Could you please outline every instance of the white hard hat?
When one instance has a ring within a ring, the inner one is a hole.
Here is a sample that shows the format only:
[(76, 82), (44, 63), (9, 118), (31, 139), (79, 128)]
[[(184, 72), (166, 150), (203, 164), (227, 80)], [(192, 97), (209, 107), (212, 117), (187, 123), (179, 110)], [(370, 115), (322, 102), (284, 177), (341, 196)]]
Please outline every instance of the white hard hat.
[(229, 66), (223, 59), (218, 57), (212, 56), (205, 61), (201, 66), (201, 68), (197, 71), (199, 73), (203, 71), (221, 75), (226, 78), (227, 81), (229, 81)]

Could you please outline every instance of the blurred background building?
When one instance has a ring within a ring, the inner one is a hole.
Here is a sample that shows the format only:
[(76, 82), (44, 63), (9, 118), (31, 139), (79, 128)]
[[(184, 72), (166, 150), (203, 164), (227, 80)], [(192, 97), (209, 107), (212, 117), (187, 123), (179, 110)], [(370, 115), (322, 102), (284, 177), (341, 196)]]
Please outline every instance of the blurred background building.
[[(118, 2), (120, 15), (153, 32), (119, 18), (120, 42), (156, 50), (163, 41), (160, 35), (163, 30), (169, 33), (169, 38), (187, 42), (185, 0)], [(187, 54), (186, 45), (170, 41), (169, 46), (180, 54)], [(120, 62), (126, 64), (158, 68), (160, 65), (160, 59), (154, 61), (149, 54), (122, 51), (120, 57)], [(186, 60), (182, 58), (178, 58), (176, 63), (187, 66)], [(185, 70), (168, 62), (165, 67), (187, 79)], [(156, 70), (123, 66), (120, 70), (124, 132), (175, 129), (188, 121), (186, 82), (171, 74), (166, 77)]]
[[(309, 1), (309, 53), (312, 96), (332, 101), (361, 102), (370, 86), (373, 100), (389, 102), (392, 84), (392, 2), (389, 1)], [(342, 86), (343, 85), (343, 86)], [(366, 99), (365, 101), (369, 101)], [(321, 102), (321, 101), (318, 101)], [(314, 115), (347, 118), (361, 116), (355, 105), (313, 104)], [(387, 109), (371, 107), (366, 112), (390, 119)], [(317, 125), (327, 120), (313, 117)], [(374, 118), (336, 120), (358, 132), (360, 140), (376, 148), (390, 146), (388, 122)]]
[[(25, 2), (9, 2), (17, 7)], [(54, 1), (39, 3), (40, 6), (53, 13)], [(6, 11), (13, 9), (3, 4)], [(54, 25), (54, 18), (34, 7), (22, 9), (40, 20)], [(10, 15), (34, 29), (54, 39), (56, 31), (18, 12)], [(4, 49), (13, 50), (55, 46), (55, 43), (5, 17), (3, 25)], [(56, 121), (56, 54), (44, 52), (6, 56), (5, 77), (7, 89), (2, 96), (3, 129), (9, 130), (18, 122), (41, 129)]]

________

Set problem | Please turn everything from the start of the items down through the line containing "81), (229, 81)]" into a numbered list, leaving out any blank lines.

Answer below |
1. Could you please outline every instance of the white hard hat?
2. When one instance has a ring within a ring, the inner one is a hole.
3. Here is a sample that shows the format only:
4. [(76, 82), (44, 63), (9, 118), (31, 139), (79, 128)]
5. [[(184, 72), (166, 150), (203, 164), (227, 80)], [(192, 97), (209, 107), (212, 117), (187, 123), (179, 110)], [(370, 115), (322, 102), (284, 177), (341, 196)]]
6. Please outline every instance of the white hard hat.
7. [(229, 66), (223, 59), (218, 57), (212, 56), (205, 61), (201, 66), (201, 68), (197, 71), (199, 73), (203, 71), (221, 75), (226, 78), (227, 81), (229, 81)]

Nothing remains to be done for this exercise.